TASK DESCRIPTION: Could you print the stretch of the disability appeal excerpt below from "On April 27, 2023, ALJ" through "dkt. #23 at 4.", word for word?

DOCUMENT SEGMENT:
>>>
The Appeals Council thus ultimately found that ALJ Erickson erred in failing to “include a narrative discussion explaining how [Plaintiff's] nonsevere impairments were considered in combination, or how the claimant's obesity was considered in determining the limitation.” AR at 2372. The Appeals Council further noted that Dr. Martin's 2017 opinion was completed more than one year before the ALJ's 2018 decision and “before the majority of evidence in the record.” Id. at 2372. On remand, the Appeals Council ordered the new ALJ to reconsider Dr. Martin's opinion and Plaintiff's RFC, and, in doing so, to obtain evidence from a medical expert (“ME”). Id. Additionally, the Appeals Council ordered the new ALJ on remand to give further consideration to Plaintiff's RFC, including specific references to evidence of record; to further evaluate the medical opinions; to reconsider whether Plaintiff was capable of her past work, and, if warranted, to obtain VE testimony and pose hypothetical questions to the VE; and to resolve any conflicts between VE testimony and the DOT and Selected Characteristics of Occupations. Id.
Subsequently, the consolidated second and third applications were assigned to ALJ Ross, who was, at the time, presiding over Plaintiff's third application. ALJ Ross held an October 2022 hearing on the consolidated second and third applications. AR at 2301-15. At that hearing, Plaintiff requested that ALJ Ross reopen her first March 2016 SSI application, and amend her alleged onset date to March 2, 2016. Id. at 2306, 2308.
On April 27, 2023, ALJ Ross issued a decision finding Plaintiff not disabled on the second and third applications. AR at 2243-59. In that decision, ALJ Ross declined Plaintiff's request to reopen her first March 2016 application, finding that “the record lacks new and material evidence related to the period addressed in that determination.” Id. at 2244. ALJ Ross thus considered Plaintiff's disability based on the October 13, 2016 filing date associated with her second application, and subsequently noted that while evidence “dated prior to October 13, 2016, [was] considered,” he had only considered such record evidence as it related to the period on or after October 13, 2016. Id. at 2244, 2253; dkt. #23 at 4.
Using the five-step disability evaluation process, ALJ Ross found that for the period from October 2016 through the April 2023 decision, Plaintiff had the following severe impairments: lumbar spine and thoracic spine degenerative disc disease and degenerative joint disease, diabetic neuropathy, and obesity. AR at 2246. The ALJ subsequently determined that Plaintiff retained an RFC for light work with additional postural and environmental limitations. Id. at 2252. Relying on the testimony of a VE, the ALJ found that Plaintiff could perform her past work as a hotel/motel clerk. Id. at 2259. As a result, the ALJ concluded that Plaintiff was not disabled. Id.
<<<
INFORMATION PROVIDED:
>>>
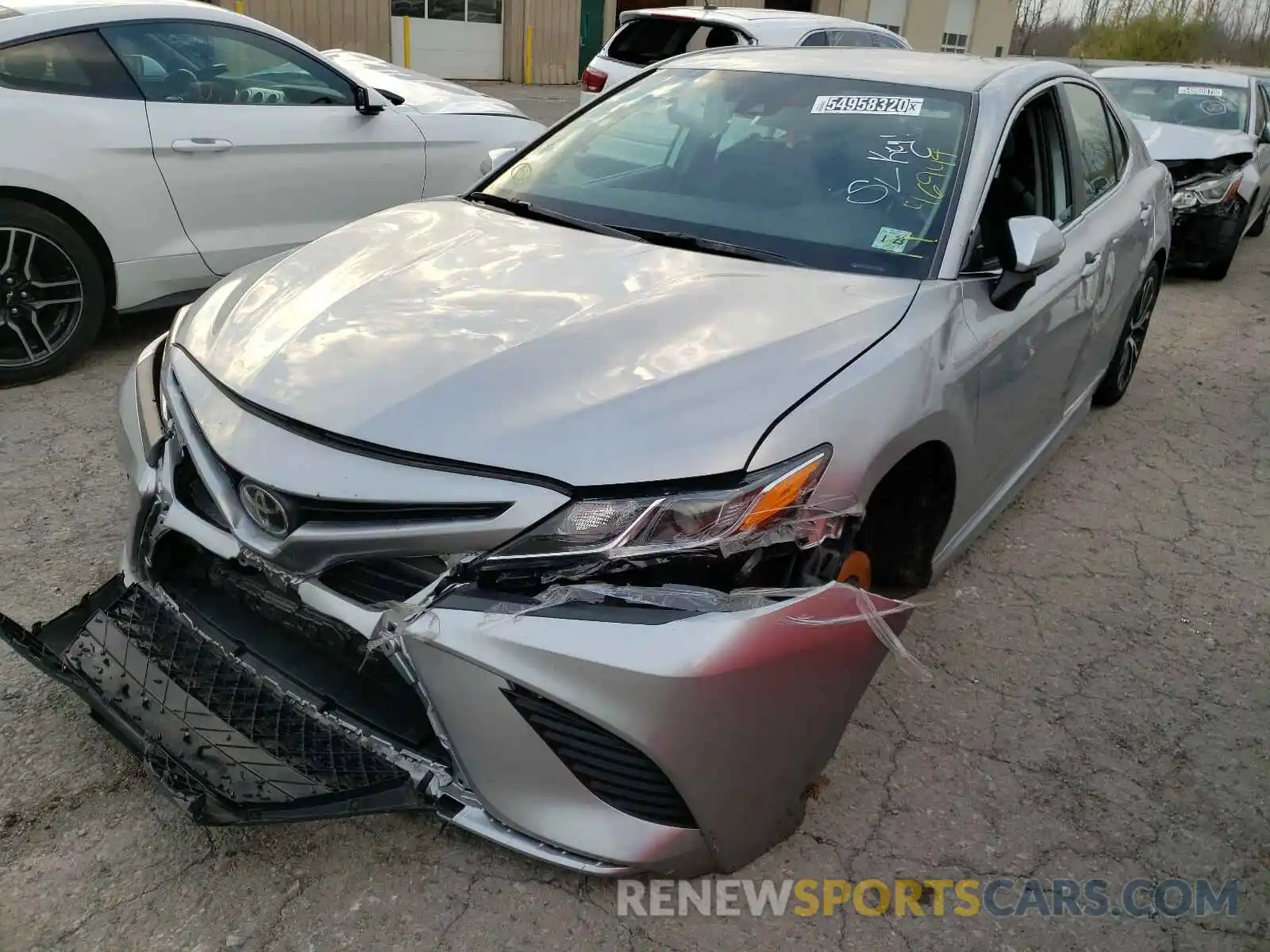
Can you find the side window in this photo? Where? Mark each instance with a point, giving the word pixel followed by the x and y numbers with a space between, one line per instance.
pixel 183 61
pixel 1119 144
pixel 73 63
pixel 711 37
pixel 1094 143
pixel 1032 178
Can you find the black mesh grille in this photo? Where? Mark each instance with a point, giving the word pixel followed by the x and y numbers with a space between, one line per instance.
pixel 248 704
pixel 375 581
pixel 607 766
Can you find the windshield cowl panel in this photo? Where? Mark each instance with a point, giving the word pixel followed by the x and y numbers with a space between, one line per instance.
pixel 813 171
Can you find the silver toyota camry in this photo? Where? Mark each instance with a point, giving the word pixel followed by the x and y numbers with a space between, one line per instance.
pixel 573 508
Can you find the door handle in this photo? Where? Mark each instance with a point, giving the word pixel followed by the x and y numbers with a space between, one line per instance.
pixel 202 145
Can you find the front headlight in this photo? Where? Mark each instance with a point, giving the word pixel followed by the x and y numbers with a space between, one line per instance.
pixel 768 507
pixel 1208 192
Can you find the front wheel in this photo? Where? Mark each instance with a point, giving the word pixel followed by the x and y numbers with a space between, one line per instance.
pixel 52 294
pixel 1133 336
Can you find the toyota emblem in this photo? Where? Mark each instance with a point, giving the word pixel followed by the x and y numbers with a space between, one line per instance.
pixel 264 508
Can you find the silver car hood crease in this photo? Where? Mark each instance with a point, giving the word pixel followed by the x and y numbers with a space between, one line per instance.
<<<
ANSWER SPACE:
On April 27, 2023, ALJ Ross issued a decision finding Plaintiff not disabled on the second and third applications. AR at 2243-59. In that decision, ALJ Ross declined Plaintiff's request to reopen her first March 2016 application, finding that “the record lacks new and material evidence related to the period addressed in that determination.” Id. at 2244. ALJ Ross thus considered Plaintiff's disability based on the October 13, 2016 filing date associated with her second application, and subsequently noted that while evidence “dated prior to October 13, 2016, [was] considered,” he had only considered such record evidence as it related to the period on or after October 13, 2016. Id. at 2244, 2253; dkt. #23 at 4.